# Start of Record list
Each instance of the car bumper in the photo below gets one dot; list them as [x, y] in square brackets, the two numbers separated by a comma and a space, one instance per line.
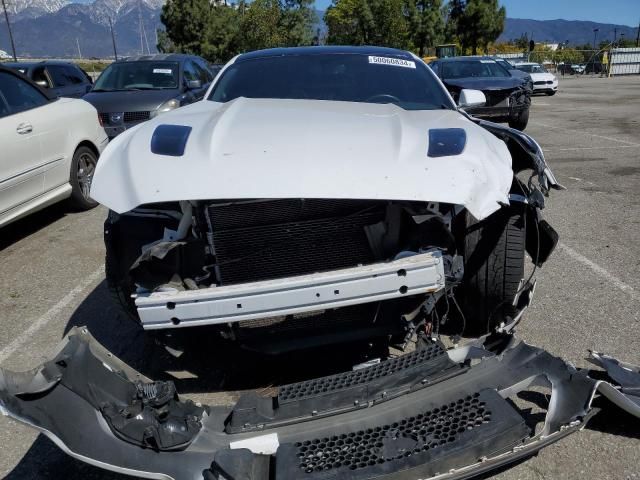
[417, 274]
[427, 414]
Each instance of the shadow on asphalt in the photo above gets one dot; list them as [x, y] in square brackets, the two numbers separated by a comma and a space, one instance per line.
[16, 231]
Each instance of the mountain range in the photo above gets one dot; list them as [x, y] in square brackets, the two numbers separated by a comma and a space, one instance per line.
[73, 28]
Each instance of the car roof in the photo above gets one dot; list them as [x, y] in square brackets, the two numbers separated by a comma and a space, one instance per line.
[325, 50]
[35, 63]
[176, 57]
[465, 58]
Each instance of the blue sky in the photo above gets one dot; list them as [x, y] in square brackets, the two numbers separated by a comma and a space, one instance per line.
[621, 12]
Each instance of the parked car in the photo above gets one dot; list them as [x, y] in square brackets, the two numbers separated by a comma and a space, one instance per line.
[514, 71]
[50, 148]
[508, 96]
[321, 186]
[63, 79]
[135, 89]
[543, 81]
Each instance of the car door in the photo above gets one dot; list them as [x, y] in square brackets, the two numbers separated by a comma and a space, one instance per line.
[21, 163]
[62, 85]
[190, 74]
[79, 82]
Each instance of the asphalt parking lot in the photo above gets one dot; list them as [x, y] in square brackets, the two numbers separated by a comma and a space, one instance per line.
[588, 294]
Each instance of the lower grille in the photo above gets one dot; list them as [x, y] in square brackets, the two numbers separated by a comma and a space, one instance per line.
[281, 238]
[436, 440]
[321, 386]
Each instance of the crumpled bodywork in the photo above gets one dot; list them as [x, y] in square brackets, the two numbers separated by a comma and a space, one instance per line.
[432, 413]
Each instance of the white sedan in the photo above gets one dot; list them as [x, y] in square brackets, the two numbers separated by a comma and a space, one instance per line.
[543, 81]
[50, 148]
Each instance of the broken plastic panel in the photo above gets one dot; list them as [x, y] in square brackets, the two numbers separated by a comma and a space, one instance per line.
[434, 413]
# End of Record list
Directive
Can you copy out every entry above word for word, leaving the picture out?

Solution to this exercise
Each instance of the car bumper in the photo below gets one dot; list them as [x, y] in square brackets, the two numbers separated by a comma and a space, one instance per line.
[417, 274]
[427, 414]
Each instance of the shadow on asphalt in the photo above gets one dot; list them as [x, y] in square brackets, the two numbers separated by a comma and a space, one instance per line.
[16, 231]
Each instance of the mountain range in the photo above gets one dot; list them as [x, y] in square brackets, the two numbers separated by a comma and a space, one instance per line.
[73, 28]
Each instance of the car roof in the photo above gets one dot; list them as [x, y] in square brackets, the two numbers separated by a comma and a space, one instance per line.
[325, 50]
[35, 63]
[176, 57]
[465, 58]
Each instance of the blue sky in the photo above gets one dot; list them as [x, y] in square brackets, the two numbers separated by a comma and a space, one instance per line.
[621, 12]
Each instance of the parked car in the photo above gets one dot; list them as [x, y] in square brackets, the two numbers separated by a comma and a space, one instance per line.
[514, 71]
[50, 148]
[508, 96]
[321, 186]
[63, 79]
[135, 89]
[543, 81]
Each instance of the car door in the photo above gets one dot; list them as [x, y] in square brackets, the two numbers separated by a comma and a space, one instance per line.
[21, 163]
[62, 85]
[190, 74]
[79, 82]
Each instance of the asphalt parking lot in the photo above gets one dot; list them as [x, y] in square brackets, the two numbers separated by a comma and a space, one instance per line.
[588, 294]
Each instance of the lower grille in the photo above gets one dot; list them as [x, y] in square brackets, the two numbers separated by a comma and a space, one instance per line.
[281, 238]
[436, 440]
[321, 386]
Each instance of the crumpled bodywork in the photo above gets one dot; list them as [x, y] in square brackets, the two numbers separated by a comma and a space, one instance per line.
[432, 413]
Each instance of the white sedan in the photo above gets one dot; list them as [x, y] in square brackets, the two numbers separated by a comma and a space, one instance per line.
[543, 81]
[50, 148]
Each instance of the broken plastic panel in the photo above gets one dot; list them as [x, y] in square brackets, the two numbers separated by a comma and a space, one instance per line.
[434, 413]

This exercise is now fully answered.